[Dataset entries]
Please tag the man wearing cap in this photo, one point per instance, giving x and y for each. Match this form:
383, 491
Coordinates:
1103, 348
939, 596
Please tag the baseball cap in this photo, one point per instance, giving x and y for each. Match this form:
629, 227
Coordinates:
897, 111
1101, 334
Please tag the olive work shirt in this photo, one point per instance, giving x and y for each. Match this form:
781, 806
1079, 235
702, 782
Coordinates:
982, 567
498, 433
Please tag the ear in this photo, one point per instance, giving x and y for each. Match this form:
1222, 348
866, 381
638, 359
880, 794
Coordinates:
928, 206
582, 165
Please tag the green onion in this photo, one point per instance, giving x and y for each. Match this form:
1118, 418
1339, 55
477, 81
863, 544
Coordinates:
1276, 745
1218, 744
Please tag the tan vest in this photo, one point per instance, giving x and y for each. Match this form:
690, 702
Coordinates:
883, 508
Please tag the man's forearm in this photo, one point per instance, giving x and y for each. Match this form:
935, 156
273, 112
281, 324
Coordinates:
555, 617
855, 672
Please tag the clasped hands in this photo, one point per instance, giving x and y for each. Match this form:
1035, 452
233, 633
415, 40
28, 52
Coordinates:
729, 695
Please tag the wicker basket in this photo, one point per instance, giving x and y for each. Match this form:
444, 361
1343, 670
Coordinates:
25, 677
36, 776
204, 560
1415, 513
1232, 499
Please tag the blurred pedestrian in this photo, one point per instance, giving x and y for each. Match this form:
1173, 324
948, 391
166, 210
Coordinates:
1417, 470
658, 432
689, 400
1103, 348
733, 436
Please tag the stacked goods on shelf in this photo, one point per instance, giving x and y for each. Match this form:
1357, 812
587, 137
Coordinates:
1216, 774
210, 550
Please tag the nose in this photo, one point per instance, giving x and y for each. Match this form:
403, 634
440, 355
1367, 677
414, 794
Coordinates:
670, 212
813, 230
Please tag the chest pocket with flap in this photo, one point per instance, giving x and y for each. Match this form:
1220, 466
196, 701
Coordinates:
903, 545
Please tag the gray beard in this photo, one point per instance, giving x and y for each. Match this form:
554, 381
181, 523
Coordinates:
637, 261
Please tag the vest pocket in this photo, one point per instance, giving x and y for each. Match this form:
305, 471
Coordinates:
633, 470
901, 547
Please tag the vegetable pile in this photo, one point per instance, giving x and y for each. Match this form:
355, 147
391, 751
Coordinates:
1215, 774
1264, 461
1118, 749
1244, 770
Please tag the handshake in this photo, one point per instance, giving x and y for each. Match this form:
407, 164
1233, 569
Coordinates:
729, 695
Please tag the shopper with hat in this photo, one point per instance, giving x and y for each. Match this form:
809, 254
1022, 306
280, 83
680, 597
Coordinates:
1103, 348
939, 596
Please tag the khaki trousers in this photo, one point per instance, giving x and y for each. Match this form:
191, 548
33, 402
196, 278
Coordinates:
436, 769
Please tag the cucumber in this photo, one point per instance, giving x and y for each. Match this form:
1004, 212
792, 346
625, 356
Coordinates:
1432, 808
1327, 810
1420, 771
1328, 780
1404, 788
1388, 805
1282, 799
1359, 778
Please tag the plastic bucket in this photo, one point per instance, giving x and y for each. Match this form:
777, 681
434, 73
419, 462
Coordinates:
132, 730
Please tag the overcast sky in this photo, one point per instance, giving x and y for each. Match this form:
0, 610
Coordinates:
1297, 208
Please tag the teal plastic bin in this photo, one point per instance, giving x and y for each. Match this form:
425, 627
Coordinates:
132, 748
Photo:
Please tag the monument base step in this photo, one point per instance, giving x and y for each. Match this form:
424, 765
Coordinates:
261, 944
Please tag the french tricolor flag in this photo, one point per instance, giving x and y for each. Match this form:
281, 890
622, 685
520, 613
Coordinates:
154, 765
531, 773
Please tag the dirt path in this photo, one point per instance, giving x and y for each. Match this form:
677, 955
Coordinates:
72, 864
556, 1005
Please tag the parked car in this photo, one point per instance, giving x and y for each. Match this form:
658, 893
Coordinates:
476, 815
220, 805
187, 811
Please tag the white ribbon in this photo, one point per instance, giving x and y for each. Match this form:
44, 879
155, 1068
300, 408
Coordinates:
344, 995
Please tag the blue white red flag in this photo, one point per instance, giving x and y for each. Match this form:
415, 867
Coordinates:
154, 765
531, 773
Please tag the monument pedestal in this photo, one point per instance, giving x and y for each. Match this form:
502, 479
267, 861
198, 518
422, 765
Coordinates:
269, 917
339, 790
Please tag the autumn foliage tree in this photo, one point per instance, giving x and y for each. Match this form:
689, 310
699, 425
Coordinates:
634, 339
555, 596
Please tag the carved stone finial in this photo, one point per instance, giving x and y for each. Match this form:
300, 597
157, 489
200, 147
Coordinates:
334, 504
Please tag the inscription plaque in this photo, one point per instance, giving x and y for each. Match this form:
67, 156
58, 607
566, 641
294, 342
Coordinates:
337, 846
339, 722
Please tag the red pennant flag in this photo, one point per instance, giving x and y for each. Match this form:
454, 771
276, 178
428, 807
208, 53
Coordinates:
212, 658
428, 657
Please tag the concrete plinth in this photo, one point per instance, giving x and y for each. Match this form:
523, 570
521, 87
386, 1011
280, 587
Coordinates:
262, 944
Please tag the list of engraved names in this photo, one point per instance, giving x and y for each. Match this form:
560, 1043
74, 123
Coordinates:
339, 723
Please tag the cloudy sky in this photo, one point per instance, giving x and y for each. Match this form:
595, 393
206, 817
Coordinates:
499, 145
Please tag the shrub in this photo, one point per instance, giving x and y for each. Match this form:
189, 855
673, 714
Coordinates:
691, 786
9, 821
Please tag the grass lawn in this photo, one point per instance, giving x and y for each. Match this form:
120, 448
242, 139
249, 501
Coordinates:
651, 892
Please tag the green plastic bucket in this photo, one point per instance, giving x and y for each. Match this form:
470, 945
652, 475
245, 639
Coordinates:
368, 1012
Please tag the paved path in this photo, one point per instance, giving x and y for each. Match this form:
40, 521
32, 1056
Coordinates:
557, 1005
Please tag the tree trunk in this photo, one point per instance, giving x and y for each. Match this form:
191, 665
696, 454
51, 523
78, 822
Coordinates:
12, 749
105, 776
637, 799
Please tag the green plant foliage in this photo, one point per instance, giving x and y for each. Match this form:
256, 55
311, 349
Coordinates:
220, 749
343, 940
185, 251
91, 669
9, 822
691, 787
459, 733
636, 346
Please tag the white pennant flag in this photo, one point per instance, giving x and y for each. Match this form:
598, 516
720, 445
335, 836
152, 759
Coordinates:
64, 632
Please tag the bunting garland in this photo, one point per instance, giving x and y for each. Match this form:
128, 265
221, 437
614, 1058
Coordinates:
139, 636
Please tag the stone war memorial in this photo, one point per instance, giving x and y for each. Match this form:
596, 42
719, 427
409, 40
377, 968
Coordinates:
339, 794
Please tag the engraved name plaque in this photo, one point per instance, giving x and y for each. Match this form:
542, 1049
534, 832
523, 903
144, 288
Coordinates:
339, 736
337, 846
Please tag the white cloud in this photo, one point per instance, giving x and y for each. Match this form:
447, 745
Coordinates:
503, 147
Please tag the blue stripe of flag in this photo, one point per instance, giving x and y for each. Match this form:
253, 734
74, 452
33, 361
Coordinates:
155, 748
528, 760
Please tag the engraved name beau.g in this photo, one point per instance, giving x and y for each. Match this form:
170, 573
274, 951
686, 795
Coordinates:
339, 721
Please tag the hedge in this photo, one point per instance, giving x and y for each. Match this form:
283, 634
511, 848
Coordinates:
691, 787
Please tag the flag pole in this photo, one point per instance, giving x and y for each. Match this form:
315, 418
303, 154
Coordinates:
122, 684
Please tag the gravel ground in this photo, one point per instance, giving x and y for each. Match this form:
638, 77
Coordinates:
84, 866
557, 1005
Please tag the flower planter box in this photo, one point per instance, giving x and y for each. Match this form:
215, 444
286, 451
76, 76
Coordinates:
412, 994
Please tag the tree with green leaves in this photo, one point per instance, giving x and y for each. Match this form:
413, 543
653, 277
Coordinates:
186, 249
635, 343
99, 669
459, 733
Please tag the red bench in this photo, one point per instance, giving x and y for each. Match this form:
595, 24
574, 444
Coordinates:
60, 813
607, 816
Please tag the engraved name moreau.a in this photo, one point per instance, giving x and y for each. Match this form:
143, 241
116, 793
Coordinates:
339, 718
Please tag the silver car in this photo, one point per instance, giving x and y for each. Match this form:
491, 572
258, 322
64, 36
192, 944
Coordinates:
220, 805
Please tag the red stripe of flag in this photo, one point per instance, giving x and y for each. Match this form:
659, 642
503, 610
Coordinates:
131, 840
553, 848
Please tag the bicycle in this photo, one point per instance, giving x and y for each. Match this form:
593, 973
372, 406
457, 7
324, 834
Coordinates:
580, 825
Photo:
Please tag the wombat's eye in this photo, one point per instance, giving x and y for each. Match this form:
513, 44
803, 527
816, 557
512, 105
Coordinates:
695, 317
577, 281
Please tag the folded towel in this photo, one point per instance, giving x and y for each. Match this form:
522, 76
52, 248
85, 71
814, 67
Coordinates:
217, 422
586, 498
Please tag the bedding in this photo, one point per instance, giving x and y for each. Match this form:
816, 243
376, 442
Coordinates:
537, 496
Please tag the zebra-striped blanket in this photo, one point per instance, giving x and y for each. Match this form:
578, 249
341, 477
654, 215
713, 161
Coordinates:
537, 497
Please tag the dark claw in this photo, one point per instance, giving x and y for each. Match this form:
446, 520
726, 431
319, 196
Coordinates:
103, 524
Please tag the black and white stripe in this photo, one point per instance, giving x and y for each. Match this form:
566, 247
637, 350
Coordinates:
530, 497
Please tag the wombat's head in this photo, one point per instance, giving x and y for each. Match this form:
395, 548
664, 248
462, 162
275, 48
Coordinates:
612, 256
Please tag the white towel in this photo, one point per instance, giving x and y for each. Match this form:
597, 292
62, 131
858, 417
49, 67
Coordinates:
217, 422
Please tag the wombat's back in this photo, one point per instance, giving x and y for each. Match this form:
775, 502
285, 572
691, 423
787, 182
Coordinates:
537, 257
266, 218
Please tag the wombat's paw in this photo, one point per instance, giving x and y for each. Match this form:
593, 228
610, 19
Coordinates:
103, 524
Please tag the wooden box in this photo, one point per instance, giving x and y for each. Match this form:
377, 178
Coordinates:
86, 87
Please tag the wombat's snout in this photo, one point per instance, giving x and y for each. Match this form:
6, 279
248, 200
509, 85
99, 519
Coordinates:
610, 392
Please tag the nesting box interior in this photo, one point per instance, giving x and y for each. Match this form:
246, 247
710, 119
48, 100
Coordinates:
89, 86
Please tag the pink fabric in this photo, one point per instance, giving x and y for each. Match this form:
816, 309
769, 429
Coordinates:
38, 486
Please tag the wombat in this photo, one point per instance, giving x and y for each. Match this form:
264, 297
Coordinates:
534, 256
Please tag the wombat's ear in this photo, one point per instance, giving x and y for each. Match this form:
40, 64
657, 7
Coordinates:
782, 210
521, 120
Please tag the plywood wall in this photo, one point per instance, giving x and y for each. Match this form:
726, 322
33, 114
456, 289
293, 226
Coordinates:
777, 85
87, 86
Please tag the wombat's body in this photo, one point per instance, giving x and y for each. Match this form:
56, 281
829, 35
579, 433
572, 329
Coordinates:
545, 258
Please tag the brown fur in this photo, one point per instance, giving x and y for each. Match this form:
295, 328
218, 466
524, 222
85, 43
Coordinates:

**WHAT IS REQUIRED:** Go line by line through the records and copy those that contain the word "pennant".

**OUTPUT FOR THIS EXERCISE:**
Please tag the red pennant flag in this photo, one point per instance, giving x and y for each. Match this form:
Please tag the white pennant flag in this photo, one point per instance, giving x and y for each. Match this form:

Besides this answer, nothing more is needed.